● Text:
◆ ◆ ◆ ◆
When the infrastructure is rendered as code, much like software, several key advantages can be realized:
• Representing infrastructure as code enables the ability to leverage common version control tools, such as Git, to track changes, keep backups, and collaborate with others in a manageable way.
• The formats used to render infrastructure as code are designed to be human readable, allowing operators to quickly make changes by editing a file stored centrally. This prevents operators from directly interacting with devices.
• Describing infrastructure as code makes it repeatable and predictable. Operators can provision the infrastructure many times—knowing it will be deployed the same way, every time. This is a critical advantage as changes are tested and reviewed before being deployed into production.
Continuous Integration/Continuous Deployment (CI/CD)
While DevOps is a philosophy for removing friction between Development and Operations, Continuous Integration/Continuous Deployment (CI/CD) is a specific application of DevOps principles focused on improving the reliability and improving the speed of change in the environment. This has been challenging when applied to network infrastructure due to its dependency on physical devices and potential business disruption.
◆ ◆ ◆ ◆
● Supplied records:
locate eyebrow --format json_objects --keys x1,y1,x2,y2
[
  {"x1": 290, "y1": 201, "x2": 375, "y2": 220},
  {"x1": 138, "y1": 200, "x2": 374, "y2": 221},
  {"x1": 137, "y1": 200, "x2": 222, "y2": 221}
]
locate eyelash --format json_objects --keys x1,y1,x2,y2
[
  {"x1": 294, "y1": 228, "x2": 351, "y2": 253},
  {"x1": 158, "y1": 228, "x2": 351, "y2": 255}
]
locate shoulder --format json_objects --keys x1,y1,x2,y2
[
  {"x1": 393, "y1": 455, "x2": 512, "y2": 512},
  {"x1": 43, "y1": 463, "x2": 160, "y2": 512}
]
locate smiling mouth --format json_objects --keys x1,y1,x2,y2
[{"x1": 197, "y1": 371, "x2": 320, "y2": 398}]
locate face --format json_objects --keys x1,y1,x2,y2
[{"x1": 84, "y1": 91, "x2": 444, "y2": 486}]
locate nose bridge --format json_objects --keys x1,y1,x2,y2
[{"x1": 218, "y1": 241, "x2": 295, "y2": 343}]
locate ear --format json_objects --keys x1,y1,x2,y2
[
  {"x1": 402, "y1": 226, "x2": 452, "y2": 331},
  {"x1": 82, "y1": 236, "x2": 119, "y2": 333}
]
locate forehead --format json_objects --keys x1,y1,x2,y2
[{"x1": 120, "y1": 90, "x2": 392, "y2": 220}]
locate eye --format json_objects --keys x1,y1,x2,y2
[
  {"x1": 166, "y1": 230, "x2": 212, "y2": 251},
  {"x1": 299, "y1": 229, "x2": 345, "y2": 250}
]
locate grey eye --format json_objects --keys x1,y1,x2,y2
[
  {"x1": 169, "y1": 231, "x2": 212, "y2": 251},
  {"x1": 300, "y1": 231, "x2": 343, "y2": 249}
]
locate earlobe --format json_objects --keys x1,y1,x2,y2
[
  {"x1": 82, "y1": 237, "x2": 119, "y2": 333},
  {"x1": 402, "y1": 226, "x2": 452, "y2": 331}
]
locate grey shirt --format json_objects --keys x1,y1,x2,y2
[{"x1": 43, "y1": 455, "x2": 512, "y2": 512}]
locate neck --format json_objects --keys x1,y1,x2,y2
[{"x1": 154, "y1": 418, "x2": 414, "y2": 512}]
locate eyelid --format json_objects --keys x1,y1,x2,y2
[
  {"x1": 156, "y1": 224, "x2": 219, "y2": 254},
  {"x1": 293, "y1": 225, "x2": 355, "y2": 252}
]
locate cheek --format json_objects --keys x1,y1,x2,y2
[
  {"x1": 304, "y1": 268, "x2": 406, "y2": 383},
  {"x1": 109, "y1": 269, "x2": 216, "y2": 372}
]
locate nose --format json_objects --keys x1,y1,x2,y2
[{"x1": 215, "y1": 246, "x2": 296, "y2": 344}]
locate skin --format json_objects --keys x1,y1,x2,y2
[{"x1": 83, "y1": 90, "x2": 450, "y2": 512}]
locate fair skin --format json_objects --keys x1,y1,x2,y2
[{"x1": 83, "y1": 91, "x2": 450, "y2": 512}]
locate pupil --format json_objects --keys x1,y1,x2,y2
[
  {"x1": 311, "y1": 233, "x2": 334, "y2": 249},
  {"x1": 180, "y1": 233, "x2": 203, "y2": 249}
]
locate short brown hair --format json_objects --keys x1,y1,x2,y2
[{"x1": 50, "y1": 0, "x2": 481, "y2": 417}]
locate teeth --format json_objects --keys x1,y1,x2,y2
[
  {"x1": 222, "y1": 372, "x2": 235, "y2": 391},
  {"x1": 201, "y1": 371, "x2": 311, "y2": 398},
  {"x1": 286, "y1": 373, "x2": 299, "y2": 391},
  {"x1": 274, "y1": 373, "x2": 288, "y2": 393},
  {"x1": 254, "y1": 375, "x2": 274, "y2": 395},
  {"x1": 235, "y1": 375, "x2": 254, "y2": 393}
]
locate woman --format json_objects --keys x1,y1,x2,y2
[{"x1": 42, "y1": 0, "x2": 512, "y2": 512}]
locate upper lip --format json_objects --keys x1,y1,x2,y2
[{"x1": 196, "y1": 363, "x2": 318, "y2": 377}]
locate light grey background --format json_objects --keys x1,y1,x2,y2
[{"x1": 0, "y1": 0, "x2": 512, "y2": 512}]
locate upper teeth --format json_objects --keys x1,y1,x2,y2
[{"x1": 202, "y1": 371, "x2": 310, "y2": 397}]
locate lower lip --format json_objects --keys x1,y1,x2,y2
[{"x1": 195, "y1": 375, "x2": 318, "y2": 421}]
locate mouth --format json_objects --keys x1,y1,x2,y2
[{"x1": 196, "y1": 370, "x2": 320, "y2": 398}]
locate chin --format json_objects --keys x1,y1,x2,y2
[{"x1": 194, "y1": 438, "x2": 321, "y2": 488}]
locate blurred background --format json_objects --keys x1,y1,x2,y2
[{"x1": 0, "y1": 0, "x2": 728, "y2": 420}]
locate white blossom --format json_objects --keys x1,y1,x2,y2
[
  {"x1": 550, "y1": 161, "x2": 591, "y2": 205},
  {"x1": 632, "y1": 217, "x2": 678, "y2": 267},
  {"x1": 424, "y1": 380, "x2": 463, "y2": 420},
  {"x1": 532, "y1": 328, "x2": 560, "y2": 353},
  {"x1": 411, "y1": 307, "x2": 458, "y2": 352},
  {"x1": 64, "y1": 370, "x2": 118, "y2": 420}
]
◆ ◆ ◆ ◆
● Requests:
**a)** Update the rows from the line holding "locate mouth --format" through the last row, inclusive, so that "white blossom" becomes "pale blossom" with everything else unchanged, and return only those lines.
**b)** Carry the passage on infrastructure as code and CI/CD forward from its last sentence.
The infrastructure passage and the rows are unrelated to each other.

● Answers in order:
**a)**
locate mouth --format json_objects --keys x1,y1,x2,y2
[{"x1": 196, "y1": 370, "x2": 320, "y2": 398}]
locate chin --format json_objects --keys x1,y1,x2,y2
[{"x1": 194, "y1": 438, "x2": 321, "y2": 488}]
locate blurred background --format json_objects --keys x1,y1,x2,y2
[{"x1": 0, "y1": 0, "x2": 728, "y2": 420}]
locate pale blossom --format json_objects --keys x1,y1,x2,y2
[
  {"x1": 550, "y1": 161, "x2": 591, "y2": 205},
  {"x1": 632, "y1": 217, "x2": 678, "y2": 267},
  {"x1": 424, "y1": 380, "x2": 463, "y2": 420},
  {"x1": 532, "y1": 328, "x2": 560, "y2": 353},
  {"x1": 411, "y1": 307, "x2": 458, "y2": 352},
  {"x1": 64, "y1": 370, "x2": 118, "y2": 420}
]

**b)**
Continuous Integration (CI) is the process of continually integrating changes made to applications, services, or infrastructure into a “main” or up-to-date branch. Building on the notion of infrastructure as code, automation is used to instantiate a copy of the application, service, or infrastructure in a test environment and run a series of unit or functional tests anytime a change is detected. If all tests pass, then the change is integrated into the current “main” branch, otherwise, it is rejected.
Continuous Deployment (CD) takes the process one step farther and, upon successful completion of all unit and functional tests, automatically deploys the change into production. For new applications or services, CI is usually enabled first and then, once a certain level of comfort is reached that the process is functioning correctly and that the testing is comprehensive, CD is enabled.
Challenges
If the reasons to adopt DevOps for NetOps are so strong, then why are DevOps processes not already being more widely applied to better deliver mission-driven applications, services, and infrastructure ? Although much focus around DevOps is being applied to applications, most NetOps teams are still operating the same way they have been for the last 30 years. The reasons for this fall into several challenges that require exploration in detail.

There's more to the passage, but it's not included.